Finisce oggi questa lunga serie di articoli pubblicati dal Sole 24 Ore e dedicati al lavoro del futuro. Incontri straordinari e letture profonde. Soprattutto l’approfondimento di un tema che trasforma l’economia e il futuro in qualcosa di caldo e concreto, urgente e lungimirante.

In questo post, continuerò a raccogliere i commenti di chi vorrà contribuire per poi pubblicarli tra le lettere al Sole 24 Ore il sabato.

Ecco intanto alcune regolarità che sono emerse per la stesura dell’ultimo articolo (appena lo vedo online lo linko anche qui):

1. La legge di Moore mostra come la capacità di elaborazione dei microprocessori continui a crescere a un ritmo esponenziale, generando una prospettiva nella quale aumenta la potenza dei computer in tutte le loro molteplici forme: telefoni, pc, automobili, centraline domotiche, robot e così via. Ma attenzione: contrariamente a qualche pregiudizio, questo non significa che le funzioni svolte dai computer saranno necessariamente migliori; significa soltanto che potranno far girare programmi sempre più complessi a velocità sempre maggiori, connettendosi in modi sempre più efficienti.

- [Dati forniti]:

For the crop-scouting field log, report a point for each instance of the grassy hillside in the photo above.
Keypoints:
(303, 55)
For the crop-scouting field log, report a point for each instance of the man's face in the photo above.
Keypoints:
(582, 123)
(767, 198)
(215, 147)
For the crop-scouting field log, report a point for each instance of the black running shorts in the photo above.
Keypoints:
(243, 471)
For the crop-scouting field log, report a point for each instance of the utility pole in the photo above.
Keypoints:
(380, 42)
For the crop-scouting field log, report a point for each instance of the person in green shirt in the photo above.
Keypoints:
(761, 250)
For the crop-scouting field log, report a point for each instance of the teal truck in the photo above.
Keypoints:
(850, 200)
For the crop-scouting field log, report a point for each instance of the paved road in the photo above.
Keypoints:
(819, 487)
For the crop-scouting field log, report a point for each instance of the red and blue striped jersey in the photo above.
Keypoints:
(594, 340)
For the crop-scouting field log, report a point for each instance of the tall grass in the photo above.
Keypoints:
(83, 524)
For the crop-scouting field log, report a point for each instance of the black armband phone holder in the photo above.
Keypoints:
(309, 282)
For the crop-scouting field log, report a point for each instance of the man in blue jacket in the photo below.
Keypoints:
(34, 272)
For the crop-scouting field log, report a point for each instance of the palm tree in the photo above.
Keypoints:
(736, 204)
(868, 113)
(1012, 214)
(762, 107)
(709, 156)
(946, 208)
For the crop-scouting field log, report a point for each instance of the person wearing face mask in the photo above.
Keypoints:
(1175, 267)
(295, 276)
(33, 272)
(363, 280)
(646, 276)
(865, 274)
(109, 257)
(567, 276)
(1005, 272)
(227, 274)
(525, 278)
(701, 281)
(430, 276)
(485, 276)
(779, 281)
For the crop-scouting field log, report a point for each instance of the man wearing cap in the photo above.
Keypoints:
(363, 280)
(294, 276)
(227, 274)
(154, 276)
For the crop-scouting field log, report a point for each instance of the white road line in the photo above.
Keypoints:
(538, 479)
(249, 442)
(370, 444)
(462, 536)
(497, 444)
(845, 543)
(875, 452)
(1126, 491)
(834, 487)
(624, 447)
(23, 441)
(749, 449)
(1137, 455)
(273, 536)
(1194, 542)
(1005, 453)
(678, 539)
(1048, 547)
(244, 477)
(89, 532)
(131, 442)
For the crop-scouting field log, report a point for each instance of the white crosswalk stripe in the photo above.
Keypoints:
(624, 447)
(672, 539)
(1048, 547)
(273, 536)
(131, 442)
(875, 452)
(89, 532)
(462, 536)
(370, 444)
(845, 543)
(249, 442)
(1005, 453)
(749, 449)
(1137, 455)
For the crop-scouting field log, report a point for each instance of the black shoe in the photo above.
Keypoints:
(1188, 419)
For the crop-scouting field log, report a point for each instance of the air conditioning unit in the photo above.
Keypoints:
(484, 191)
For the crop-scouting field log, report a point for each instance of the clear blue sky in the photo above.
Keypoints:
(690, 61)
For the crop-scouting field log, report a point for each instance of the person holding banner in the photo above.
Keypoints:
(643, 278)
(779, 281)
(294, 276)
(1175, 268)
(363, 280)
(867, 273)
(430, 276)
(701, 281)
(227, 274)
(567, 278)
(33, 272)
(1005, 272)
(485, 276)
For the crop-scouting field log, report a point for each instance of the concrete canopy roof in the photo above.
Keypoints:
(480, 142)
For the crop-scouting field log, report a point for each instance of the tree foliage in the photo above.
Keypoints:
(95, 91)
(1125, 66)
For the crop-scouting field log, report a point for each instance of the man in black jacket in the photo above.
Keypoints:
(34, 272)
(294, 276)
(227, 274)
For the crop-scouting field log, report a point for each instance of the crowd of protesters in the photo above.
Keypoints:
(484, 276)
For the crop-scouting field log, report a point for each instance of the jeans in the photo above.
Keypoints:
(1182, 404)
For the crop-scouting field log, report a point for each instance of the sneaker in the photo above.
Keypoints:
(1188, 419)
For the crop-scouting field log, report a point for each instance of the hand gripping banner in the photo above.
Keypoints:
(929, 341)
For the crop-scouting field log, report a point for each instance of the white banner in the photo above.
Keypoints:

- [Descrizione del compito]:
Scrivi il seguito del brano sul lavoro del futuro, ripartendo subito dopo l'ultima frase riportata.

- [Risposta scritta]:
2. La legge di Metcalfe mostra come il valore delle tecnologie di rete aumenti esponenzialmente con il numero dei nodi connessi. Questo fa in modo che le tecnologie più usate siano prevalenti anche se non sono necessariamente le migliori dal punto di vista ingegneristico.
3. La legge di potenza, una sorta di corollario nella regolarità precedente, descrive la tendenza alla polarizzazione nelle reti: chi vince prende tutto, perché vincendo migliora e acquisisce maggior valore che quindi attira su di lui ancora più risorse, come scriveva Bernardo Huberman, all’epoca dello Xerox Parc. Ma questa polarizzazione avviene, scriveva sempre Huberman, in ogni categoria competitiva. Nella categoria dei motori di ricerca, per esempio, vince una soluzione come Google, nella categoria dei social network prevale una piattaforma come Facebook, nei marketplace vincono gli inventori del rispettivo servizio come Uber e AriBnb, e così via. Chi sa inventare una nuova categoria può sperare di conquistare la sua nicchia, grande o piccola.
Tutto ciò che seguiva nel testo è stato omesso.